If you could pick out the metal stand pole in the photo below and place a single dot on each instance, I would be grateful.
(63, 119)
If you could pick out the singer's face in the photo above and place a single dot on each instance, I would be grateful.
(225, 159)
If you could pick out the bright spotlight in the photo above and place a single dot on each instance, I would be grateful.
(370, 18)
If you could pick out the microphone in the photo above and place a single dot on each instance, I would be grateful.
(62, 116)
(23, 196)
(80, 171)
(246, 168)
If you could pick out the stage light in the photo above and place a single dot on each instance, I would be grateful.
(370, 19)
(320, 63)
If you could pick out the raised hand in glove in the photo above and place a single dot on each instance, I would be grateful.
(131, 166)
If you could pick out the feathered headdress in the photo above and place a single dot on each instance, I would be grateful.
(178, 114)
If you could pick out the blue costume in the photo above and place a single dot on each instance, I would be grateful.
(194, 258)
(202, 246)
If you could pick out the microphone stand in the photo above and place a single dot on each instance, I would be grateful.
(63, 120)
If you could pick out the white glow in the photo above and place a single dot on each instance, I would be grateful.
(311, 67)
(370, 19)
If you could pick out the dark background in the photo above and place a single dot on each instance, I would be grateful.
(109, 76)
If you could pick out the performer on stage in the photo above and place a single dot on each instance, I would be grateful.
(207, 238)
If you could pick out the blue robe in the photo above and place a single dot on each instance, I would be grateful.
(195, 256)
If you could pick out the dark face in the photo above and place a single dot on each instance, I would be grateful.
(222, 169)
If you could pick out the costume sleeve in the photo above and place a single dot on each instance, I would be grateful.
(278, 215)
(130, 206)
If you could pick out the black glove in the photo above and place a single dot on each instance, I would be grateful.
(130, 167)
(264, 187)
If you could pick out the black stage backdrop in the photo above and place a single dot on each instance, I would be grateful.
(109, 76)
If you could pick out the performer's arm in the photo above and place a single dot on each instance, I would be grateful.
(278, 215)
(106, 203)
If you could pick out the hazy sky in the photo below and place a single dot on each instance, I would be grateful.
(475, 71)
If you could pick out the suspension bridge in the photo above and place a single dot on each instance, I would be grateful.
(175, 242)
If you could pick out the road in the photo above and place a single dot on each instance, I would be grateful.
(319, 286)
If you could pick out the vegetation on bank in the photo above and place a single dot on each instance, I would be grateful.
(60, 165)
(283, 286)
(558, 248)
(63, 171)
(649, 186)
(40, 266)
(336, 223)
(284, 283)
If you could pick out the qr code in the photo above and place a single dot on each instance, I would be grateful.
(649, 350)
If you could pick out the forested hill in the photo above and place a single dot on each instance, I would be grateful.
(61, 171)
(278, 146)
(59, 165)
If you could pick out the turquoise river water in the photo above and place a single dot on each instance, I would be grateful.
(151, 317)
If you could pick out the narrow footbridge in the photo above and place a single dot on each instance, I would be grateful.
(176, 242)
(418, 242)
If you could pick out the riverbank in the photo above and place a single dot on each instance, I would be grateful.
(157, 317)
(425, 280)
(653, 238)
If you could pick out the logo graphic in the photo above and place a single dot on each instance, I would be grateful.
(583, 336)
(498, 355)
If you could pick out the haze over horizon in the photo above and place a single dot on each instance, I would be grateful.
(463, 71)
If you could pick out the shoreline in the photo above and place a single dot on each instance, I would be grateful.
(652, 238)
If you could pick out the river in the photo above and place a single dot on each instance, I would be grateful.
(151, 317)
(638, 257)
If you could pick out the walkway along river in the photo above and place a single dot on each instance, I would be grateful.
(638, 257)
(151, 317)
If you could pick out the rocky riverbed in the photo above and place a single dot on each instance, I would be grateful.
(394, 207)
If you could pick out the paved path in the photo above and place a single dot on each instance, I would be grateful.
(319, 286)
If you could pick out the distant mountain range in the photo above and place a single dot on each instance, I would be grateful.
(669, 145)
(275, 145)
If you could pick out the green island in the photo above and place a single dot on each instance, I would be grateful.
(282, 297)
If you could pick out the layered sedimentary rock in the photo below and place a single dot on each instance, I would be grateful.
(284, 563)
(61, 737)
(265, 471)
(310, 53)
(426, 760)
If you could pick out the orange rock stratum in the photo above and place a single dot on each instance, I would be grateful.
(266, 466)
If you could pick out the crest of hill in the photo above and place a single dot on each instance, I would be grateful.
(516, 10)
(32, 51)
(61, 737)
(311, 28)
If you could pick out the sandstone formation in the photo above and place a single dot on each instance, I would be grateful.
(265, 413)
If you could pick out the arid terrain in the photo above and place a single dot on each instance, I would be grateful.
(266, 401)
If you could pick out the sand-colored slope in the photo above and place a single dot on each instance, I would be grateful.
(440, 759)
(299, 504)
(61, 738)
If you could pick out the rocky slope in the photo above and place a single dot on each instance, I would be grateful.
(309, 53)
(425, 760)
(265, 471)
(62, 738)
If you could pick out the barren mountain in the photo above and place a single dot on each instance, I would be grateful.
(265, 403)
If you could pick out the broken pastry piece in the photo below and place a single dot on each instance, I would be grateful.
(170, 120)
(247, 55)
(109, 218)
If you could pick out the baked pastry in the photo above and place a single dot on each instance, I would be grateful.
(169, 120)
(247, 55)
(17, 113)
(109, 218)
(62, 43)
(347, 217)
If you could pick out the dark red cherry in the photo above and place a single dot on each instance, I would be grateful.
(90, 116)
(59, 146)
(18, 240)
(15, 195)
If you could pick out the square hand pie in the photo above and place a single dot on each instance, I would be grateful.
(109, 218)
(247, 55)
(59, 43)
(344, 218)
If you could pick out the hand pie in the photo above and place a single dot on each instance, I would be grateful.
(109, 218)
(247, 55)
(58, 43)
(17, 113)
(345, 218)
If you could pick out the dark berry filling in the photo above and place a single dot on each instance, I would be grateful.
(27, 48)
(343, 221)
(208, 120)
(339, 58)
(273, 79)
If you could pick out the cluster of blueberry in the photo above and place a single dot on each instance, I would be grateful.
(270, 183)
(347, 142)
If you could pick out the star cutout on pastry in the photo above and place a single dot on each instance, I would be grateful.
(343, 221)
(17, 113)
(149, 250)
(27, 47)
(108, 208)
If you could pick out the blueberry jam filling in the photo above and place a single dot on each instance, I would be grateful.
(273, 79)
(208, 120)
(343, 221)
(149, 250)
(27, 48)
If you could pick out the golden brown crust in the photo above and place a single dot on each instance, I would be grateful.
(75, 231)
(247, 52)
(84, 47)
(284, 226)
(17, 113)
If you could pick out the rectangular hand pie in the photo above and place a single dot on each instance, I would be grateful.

###

• **ASSIGNMENT**: Only an exact copy of all the data will do as the answer.

• **EXERCISE RESULT**:
If you could pick out the metal stand pole in the photo below and place a single dot on each instance, I would be grateful.
(63, 119)
If you could pick out the singer's face in the photo above and place a single dot on each instance, I would be grateful.
(225, 159)
If you could pick out the bright spotlight in the photo above and place a single dot on each instance, I would be grateful.
(370, 18)
If you could pick out the microphone in the photo above and place a single dot on each instance, I would be grateful.
(62, 116)
(23, 196)
(80, 171)
(246, 168)
If you could pick out the stage light in the photo above and place a single dot on each instance, I would be grateful.
(370, 19)
(320, 63)
If you could pick out the raised hand in glove in the photo above and place a single dot on each instance, I would be grateful.
(131, 166)
If you could pick out the feathered headdress in the photo above and place a single dot on each instance, I would be grateful.
(178, 114)
If you could pick out the blue costume in the photo above and place a single dot on each instance, I would be grateful.
(194, 258)
(202, 246)
If you could pick out the microphone stand in the photo above and place a single dot on each instance, I would be grateful.
(63, 120)
If you could pick out the white glow in the photo above and place a single dot on each instance, I would be grateful.
(311, 67)
(370, 19)
If you could pick out the dark background in the photo above and place a single dot on each instance, I would be grateful.
(109, 76)
If you could pick out the performer on stage in the photo above and place a single dot on each instance, I would be grateful.
(207, 238)
If you could pick out the blue robe in the photo above and place a single dot on each instance, I would be grateful.
(195, 256)
If you could pick out the dark face in the photo above and place a single dot on each instance, I would be grateful.
(222, 169)
If you could pick out the costume sleeve in the photo above and place a single dot on each instance, I would be grateful.
(278, 215)
(130, 206)
If you could pick out the black glove in the photo above and place a single dot on each instance, I would be grateful.
(130, 167)
(264, 187)
If you could pick out the black stage backdrop in the photo above and place a single dot on each instance, I would be grateful.
(109, 76)
If you could pick out the performer's arm in the photo above and place a single dot on each instance, I would be grateful.
(278, 215)
(106, 203)
If you could pick out the hazy sky in the photo below and place a single dot on each instance, I would be grateful.
(475, 71)
If you could pick out the suspension bridge in the photo above and place a single dot on each instance, I would be grateful.
(175, 242)
If you could pick out the road in the photo above and place a single dot on each instance, I would be grateful.
(319, 286)
If you could pick out the vegetation on bank in the photo above and place a single dot on each instance, I would be grateful.
(60, 165)
(283, 286)
(558, 248)
(63, 171)
(649, 186)
(40, 266)
(336, 223)
(284, 283)
If you could pick out the qr code in the photo above and place a single dot on each instance, I would be grateful.
(649, 350)
If you could pick out the forested hill in the photo above and place a single dot on each instance, I would be grateful.
(61, 171)
(278, 146)
(59, 165)
If you could pick out the turquoise river water in the photo above and place a single dot on each instance, I would be grateful.
(151, 317)
If you could pick out the narrow footbridge in the photo above and place a single dot on each instance, I would be grateful.
(176, 242)
(418, 242)
If you could pick out the riverbank in the photo above and place a single dot on each instance, I would be grateful.
(157, 317)
(425, 280)
(653, 238)
If you could pick out the logo graphic in the photo above and place a single dot on each instance, I would be grateful.
(583, 336)
(498, 355)
If you could pick out the haze over horizon in the photo above and place a single dot on each instance, I would be grateful.
(463, 71)
If you could pick out the shoreline in the photo above and place a single dot on each instance, I would be grateful.
(652, 238)
If you could pick out the river in the photo above and place a single dot on each instance, I would be grateful.
(151, 317)
(638, 257)
If you could pick out the walkway along river in the photo above and place a single dot on each instance, I would be grateful.
(638, 257)
(151, 317)
If you could pick out the rocky riverbed in the photo above and place a single dot on each instance, I would be grateful.
(394, 207)
If you could pick out the paved path in the photo above and place a single dot on each instance, I would be grateful.
(319, 286)
If you could pick out the distant mountain range in the photo above and place a single dot on each instance, I would be grateful.
(669, 145)
(275, 145)
If you could pick out the green island in the photo above and place a single dot on each instance, I would be grateful.
(282, 297)
If you could pick out the layered sedimentary rock in the photo below and place a single dot on each instance, I would be grateful.
(284, 563)
(61, 737)
(265, 471)
(310, 53)
(426, 760)
If you could pick out the orange rock stratum in the photo above and place a single dot on each instance, I would be grateful.
(266, 466)
If you could pick out the crest of hill in the photo above and place a single dot on each instance, I would be grateful.
(516, 10)
(32, 51)
(61, 737)
(311, 28)
If you could pick out the sandstone formation in the photo above and place a single dot on each instance, I would be grateful.
(265, 413)
If you could pick out the arid terrain in the photo above and place a single dot on each instance, I would be grateful.
(266, 401)
If you could pick out the sand-colored slope in the photo above and place a single dot on each instance, I would be grateful.
(440, 759)
(299, 504)
(61, 738)
If you could pick out the rocky slope in the photo above and place a single dot on each instance, I would be grateful.
(309, 53)
(425, 760)
(265, 471)
(62, 738)
If you could pick out the barren mountain in the photo above and place a single dot on each instance, I would be grateful.
(265, 403)
If you could pick out the broken pastry piece in the photo below and place a single dot on each instance, I would be grateful.
(170, 120)
(247, 55)
(109, 218)
If you could pick out the baked pastry in the photo above and place a single dot on each instance, I would be grateful.
(169, 120)
(247, 55)
(17, 113)
(109, 218)
(62, 43)
(347, 217)
If you could pick out the dark red cherry in the photo above and place a single dot on each instance, I would be grateful.
(90, 116)
(59, 146)
(18, 240)
(15, 195)
If you could pick out the square hand pie in the photo above and place a single dot on each instance, I would be grateful.
(109, 218)
(247, 55)
(59, 43)
(344, 218)
If you could pick out the hand pie in the photo above and place a single dot on each instance, I would be grateful.
(109, 218)
(247, 55)
(58, 43)
(17, 113)
(345, 218)
If you could pick out the dark berry filling in the photo above and place a single dot on each instance, I would be grateful.
(27, 48)
(343, 221)
(208, 120)
(339, 58)
(273, 79)
If you could pick out the cluster of blueberry in the photo above and place a single dot on each instance, I would be grateful.
(270, 183)
(347, 142)
If you could pick out the star cutout on pastry in the photo above and place a single dot on each instance, I would be grateful.
(343, 221)
(17, 113)
(149, 250)
(27, 47)
(108, 208)
If you could pick out the blueberry jam filling in the photo above and place a single dot on each instance, I would be grateful.
(273, 79)
(208, 120)
(343, 221)
(149, 250)
(27, 48)
If you could pick out the golden brown crust in the photo above and place a single dot on each instance, I would be grateful.
(75, 231)
(247, 52)
(84, 47)
(284, 226)
(17, 113)
If you could pick out the rectangular hand pie in the photo above and place a single dot on each instance, I would be grateful.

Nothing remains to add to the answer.